Exercise brief
Give back the entire listing verbatim.

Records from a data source
++++++++++

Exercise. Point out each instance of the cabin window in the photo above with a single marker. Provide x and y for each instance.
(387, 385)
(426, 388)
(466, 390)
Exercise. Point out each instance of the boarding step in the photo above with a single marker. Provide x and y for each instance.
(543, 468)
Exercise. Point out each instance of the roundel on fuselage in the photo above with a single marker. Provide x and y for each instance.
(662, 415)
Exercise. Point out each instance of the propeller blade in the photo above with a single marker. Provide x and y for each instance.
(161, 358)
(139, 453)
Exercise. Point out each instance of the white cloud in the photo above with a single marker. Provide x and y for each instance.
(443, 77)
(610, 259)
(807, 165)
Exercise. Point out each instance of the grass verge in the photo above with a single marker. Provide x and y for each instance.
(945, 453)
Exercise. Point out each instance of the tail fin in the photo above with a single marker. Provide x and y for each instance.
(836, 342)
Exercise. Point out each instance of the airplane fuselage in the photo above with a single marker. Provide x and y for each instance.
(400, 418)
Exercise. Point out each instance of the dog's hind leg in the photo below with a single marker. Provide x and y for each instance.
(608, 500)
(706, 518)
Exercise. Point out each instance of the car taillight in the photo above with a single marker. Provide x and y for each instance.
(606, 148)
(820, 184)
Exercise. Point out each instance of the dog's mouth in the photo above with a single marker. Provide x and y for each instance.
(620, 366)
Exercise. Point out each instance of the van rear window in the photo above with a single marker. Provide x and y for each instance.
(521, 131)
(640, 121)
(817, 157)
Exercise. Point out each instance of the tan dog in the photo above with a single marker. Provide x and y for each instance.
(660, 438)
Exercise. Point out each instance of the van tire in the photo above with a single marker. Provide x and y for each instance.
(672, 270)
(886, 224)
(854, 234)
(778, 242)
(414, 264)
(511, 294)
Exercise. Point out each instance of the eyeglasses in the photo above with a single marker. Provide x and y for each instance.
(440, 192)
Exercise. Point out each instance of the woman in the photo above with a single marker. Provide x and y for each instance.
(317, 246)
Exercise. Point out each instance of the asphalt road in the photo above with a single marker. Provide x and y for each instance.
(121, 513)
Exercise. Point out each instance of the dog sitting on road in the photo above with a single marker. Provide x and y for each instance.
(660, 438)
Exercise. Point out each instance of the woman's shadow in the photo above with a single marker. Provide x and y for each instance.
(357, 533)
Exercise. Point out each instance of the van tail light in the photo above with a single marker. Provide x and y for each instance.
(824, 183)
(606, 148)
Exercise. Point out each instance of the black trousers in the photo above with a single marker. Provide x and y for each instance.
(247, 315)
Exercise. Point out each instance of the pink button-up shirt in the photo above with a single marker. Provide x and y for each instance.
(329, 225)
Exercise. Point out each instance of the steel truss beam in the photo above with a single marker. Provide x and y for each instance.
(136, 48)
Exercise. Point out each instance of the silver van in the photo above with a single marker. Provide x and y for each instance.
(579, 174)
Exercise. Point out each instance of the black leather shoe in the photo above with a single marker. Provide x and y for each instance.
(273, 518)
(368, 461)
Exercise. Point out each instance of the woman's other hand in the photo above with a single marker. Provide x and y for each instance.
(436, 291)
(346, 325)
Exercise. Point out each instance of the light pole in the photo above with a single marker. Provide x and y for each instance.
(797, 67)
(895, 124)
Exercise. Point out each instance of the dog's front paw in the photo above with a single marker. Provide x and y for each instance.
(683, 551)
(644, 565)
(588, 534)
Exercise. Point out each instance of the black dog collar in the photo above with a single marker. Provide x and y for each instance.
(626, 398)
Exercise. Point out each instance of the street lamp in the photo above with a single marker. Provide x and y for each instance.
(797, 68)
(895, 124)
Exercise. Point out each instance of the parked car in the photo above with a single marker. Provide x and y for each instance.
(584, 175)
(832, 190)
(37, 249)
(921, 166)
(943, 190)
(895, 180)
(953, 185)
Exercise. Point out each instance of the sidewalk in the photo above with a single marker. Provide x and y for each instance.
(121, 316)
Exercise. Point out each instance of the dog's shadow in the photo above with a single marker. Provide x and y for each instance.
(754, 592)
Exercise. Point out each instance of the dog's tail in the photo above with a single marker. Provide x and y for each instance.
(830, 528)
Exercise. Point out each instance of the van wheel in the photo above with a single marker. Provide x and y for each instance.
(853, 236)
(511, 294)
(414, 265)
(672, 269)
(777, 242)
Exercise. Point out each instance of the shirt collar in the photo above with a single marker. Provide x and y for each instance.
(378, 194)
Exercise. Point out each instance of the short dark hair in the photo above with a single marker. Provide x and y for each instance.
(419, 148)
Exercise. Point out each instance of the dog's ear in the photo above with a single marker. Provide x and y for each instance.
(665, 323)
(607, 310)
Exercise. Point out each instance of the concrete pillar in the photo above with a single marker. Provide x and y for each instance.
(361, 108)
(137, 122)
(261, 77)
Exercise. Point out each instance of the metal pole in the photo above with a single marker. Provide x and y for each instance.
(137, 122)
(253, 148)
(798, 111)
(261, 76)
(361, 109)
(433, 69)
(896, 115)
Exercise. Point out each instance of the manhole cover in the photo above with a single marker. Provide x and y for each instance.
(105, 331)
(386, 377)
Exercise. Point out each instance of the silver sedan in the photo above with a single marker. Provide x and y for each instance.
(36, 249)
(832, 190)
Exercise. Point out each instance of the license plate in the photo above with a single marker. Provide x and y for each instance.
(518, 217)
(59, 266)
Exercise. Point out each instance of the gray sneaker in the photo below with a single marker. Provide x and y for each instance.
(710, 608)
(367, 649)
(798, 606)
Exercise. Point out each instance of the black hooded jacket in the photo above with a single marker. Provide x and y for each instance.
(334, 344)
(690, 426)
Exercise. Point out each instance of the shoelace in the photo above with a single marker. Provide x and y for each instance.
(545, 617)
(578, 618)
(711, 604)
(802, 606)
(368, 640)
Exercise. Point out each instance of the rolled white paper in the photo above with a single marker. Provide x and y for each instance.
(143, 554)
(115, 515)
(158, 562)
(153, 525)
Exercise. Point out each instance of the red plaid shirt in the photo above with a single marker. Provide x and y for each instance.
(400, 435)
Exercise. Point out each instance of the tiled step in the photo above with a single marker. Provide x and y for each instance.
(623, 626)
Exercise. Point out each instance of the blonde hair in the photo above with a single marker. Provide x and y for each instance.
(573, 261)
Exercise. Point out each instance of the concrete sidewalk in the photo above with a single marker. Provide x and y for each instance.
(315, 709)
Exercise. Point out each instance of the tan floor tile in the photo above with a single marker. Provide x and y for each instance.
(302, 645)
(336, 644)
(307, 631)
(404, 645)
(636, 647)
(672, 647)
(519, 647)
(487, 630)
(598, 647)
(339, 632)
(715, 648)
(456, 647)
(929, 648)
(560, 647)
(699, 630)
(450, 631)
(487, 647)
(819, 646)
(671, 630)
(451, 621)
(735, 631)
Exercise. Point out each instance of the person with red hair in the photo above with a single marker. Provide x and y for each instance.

++++++++++

Correct result
Exercise. Point out each instance of the cabin window in the photo above with a single marker. Provide x and y for each instance.
(387, 385)
(426, 388)
(466, 390)
Exercise. Point out each instance of the boarding step in the photo above with a single marker. Provide x and y for each instance.
(543, 468)
Exercise. Point out each instance of the roundel on fuselage in the photo above with a single marker. Provide x and y for each instance.
(662, 415)
Exercise. Point out each instance of the propeller blade in the photo above with a single marker. Provide x and y for each instance.
(161, 358)
(139, 453)
Exercise. Point out each instance of the white cloud in the photo above with a single marker. Provide x and y for each instance.
(443, 77)
(610, 259)
(807, 165)
Exercise. Point out each instance of the grass verge in the photo above with a single marker. Provide x and y for each instance.
(945, 453)
Exercise. Point out each instance of the tail fin in the photo above with a single marker. Provide x and y for each instance.
(836, 342)
Exercise. Point out each instance of the airplane fuselage in the photo above with a single marker. Provide x and y for each instance.
(400, 418)
Exercise. Point out each instance of the dog's hind leg in the photo below with a single marker. Provide x and y for each instance.
(608, 500)
(706, 518)
Exercise. Point out each instance of the car taillight in the photo above with a single marker. Provide x and y for each instance.
(606, 148)
(820, 184)
Exercise. Point out each instance of the dog's mouth in the photo above with a single marker. Provide x and y for each instance.
(620, 366)
Exercise. Point out each instance of the van rear window in the photo above with a single marker. Provide x and y for each instance.
(521, 131)
(640, 121)
(817, 157)
Exercise. Point out each instance of the tan dog in the photo above with a single marker. Provide x and y for each instance.
(660, 438)
Exercise. Point out each instance of the van tire in the photo above with a single marker. Provide x and y for each instance.
(672, 270)
(886, 224)
(854, 234)
(778, 242)
(414, 264)
(511, 294)
Exercise. Point out each instance of the eyeglasses in the photo above with a single marker. Provide x and y for each instance.
(440, 192)
Exercise. Point out each instance of the woman in the photo above with a single marker. Provide x and y for each instance.
(317, 246)
Exercise. Point out each instance of the asphalt road in the photo above with a single marker. Provide x and y for each instance.
(121, 513)
Exercise. Point out each instance of the dog sitting on road in the photo above with a single marker. Provide x and y for each instance.
(660, 438)
Exercise. Point out each instance of the woman's shadow in the photo above with a single marker. Provide x and y for each instance.
(357, 533)
Exercise. Point out each instance of the van tail light in the photo above with a single marker. Provide x and y for each instance.
(824, 183)
(606, 148)
Exercise. Point out each instance of the black trousers in the photo above with a single marker. Provide x and y for each instance.
(247, 315)
Exercise. Point out each instance of the pink button-up shirt in the photo above with a single marker. Provide x and y for each instance.
(329, 225)
Exercise. Point out each instance of the steel truss beam in the photo above with a single marker. Provide x and y for each instance.
(136, 48)
Exercise. Point out each instance of the silver van in the photo above with a single marker. Provide x and y for each instance.
(579, 174)
Exercise. Point out each instance of the black leather shoe in the photo above with a single marker. Provide x and y for each instance.
(273, 518)
(368, 461)
Exercise. Point out each instance of the woman's other hand in the photo above with a single marker. Provide x and y for each instance.
(436, 291)
(346, 325)
Exercise. Point out each instance of the light pole in the photo above with a single marker. Provide x and y for each instance.
(797, 67)
(895, 124)
Exercise. Point out each instance of the dog's front paw in the photo above with a single marker. Provide x and y for each instance.
(683, 551)
(644, 565)
(588, 534)
Exercise. Point out each instance of the black dog collar in the photo above with a single marker. Provide x and y for each instance.
(626, 398)
Exercise. Point out each instance of the street lamp in the photo above with a single marker. Provide x and y for each instance.
(797, 68)
(895, 124)
Exercise. Point out each instance of the parked car in the photo above with a single marker. Provide x and y for each instance.
(584, 175)
(832, 190)
(37, 249)
(921, 166)
(943, 190)
(895, 180)
(953, 185)
Exercise. Point out each instance of the sidewalk in the photo above with a single marker. Provide x and y for each instance.
(121, 316)
Exercise. Point out each instance of the dog's shadow in the photo above with a single marker. Provide x and y for each instance.
(754, 592)
Exercise. Point out each instance of the dog's tail in the photo above with a single marker. Provide x and y for each instance.
(830, 528)
Exercise. Point out each instance of the van wheel in the photo above with a single marker. Provide x and y for each instance.
(853, 236)
(511, 294)
(414, 265)
(672, 269)
(777, 242)
Exercise. Point out each instance of the shirt collar in the photo above with a single marker. Provide x and y for each instance.
(378, 194)
Exercise. Point out each instance of the short dark hair in the photo above with a single marker. Provide x and y for each instance.
(419, 148)
Exercise. Point out each instance of the dog's ear in the photo above with a single marker. Provide x and y for each instance.
(665, 323)
(607, 310)
Exercise. Point out each instance of the concrete pillar in the photo above with a single marker. Provide x and y for each instance.
(361, 108)
(137, 122)
(261, 77)
Exercise. Point out each instance of the metal pole in the photo above with a single marker. Provide x and y for each instance.
(137, 122)
(253, 148)
(798, 111)
(261, 76)
(361, 109)
(433, 69)
(896, 115)
Exercise. Point out each instance of the manhole cover in the photo above with a single marker. Provide x and y for each instance.
(105, 331)
(386, 377)
Exercise. Point out each instance of the silver sedan in the photo above with a single marker. Provide x and y for each instance.
(36, 249)
(832, 190)
Exercise. Point out each instance of the license plate in the photo above with a single marker. Provide x and y for each instance.
(518, 217)
(59, 266)
Exercise. Point out each instance of the gray sneaker in the photo below with a single marker. Provide x and y for each instance.
(710, 608)
(367, 649)
(798, 606)
Exercise. Point out each instance of the black hooded jacket in the photo above with a single marker. Provide x and y for each instance.
(334, 344)
(690, 426)
Exercise. Point out each instance of the shoelace in the photo above with a single marker. Provide x and y for each instance.
(545, 617)
(578, 618)
(711, 604)
(802, 606)
(368, 640)
Exercise. Point out each instance of the rolled white paper in the photo above with a single marker. Provide x and y for each instance.
(143, 554)
(115, 515)
(158, 562)
(153, 525)
Exercise. Point out each instance of the red plaid shirt in the photo above with a single marker. Provide x and y for each instance.
(400, 435)
Exercise. Point out each instance of the tiled step in the photo above with a single marker. Provide x and y for each instance.
(623, 626)
Exercise. Point out each instance of the blonde hair in the photo above with a single marker. Provide x and y for each instance.
(573, 261)
Exercise. Point out each instance of the concrete sidewalk in the photo above with a single marker. Provide x and y for each instance.
(315, 709)
Exercise. Point out each instance of the tan floor tile in the photo above with a single marker. Provide x and y for each instance.
(302, 645)
(336, 644)
(307, 631)
(404, 645)
(636, 647)
(672, 647)
(519, 647)
(487, 630)
(598, 647)
(339, 632)
(715, 648)
(456, 647)
(929, 648)
(560, 647)
(699, 630)
(450, 631)
(487, 647)
(819, 646)
(671, 630)
(451, 621)
(735, 631)
Exercise. Point out each instance of the person with red hair in the photo above with a single marker. Provide x and y for each instance.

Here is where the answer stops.